The NY Times reports on research showing that cats can create memories of their environment, but they may not rely on vision to do so. Stepping over and touching physical obstacles creates memories of those obstacles that persist even after the obstacles are removed. But, merely seeing the obstacle does not appear to create a memory.
From the Times:
... to really remember something, David A. McVea and Keir G. Pearson of the University of Alberta report in the journal Current Biology, a cat has to do, rather than see. The act of stepping over an object can make for a long-lasting memory of it.
Mr. McVea said the work built on their previous research showing that cats remembered information about an obstacle even after it was removed. They had cats step their forelegs over a three-inch barrier, then distracted the animal while the barrier was lowered. When the cat moved again, it raised its rear legs as if the barrier were still there.
In that study, though, it was unclear if visual cues, or something else, resulted in the long-lasting memory. So in the new work the researchers repeated the experiment with a twist: they stopped the cat after it had seen the barrier but before it straddled it. When the cat moved on after more than a few seconds it did not raise its rear legs enough.
“The movement of the forelegs does something unusual,” Mr. McVea said. “It cements the memory of the obstacle.” They had similar results using a barrier that the cat could feel but not see, demonstrating that visual cues were not necessary to create the memory.

● Task to complete
Please copy out the report on cat memory in full, word for word. Work only from the report on cat memory.

● Dataset excerpt
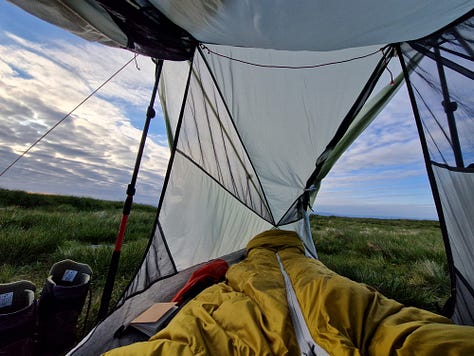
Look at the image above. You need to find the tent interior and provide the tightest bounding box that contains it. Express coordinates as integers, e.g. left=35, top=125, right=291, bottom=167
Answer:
left=6, top=0, right=474, bottom=355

● Written reply
The NY Times reports on research showing that cats can create memories of their environment, but they may not rely on vision to do so. Stepping over and touching physical obstacles creates memories of those obstacles that persist even after the obstacles are removed. But, merely seeing the obstacle does not appear to create a memory.
From the Times:
... to really remember something, David A. McVea and Keir G. Pearson of the University of Alberta report in the journal Current Biology, a cat has to do, rather than see. The act of stepping over an object can make for a long-lasting memory of it.
Mr. McVea said the work built on their previous research showing that cats remembered information about an obstacle even after it was removed. They had cats step their forelegs over a three-inch barrier, then distracted the animal while the barrier was lowered. When the cat moved again, it raised its rear legs as if the barrier were still there.
In that study, though, it was unclear if visual cues, or something else, resulted in the long-lasting memory. So in the new work the researchers repeated the experiment with a twist: they stopped the cat after it had seen the barrier but before it straddled it. When the cat moved on after more than a few seconds it did not raise its rear legs enough.
“The movement of the forelegs does something unusual,” Mr. McVea said. “It cements the memory of the obstacle.” They had similar results using a barrier that the cat could feel but not see, demonstrating that visual cues were not necessary to create the memory.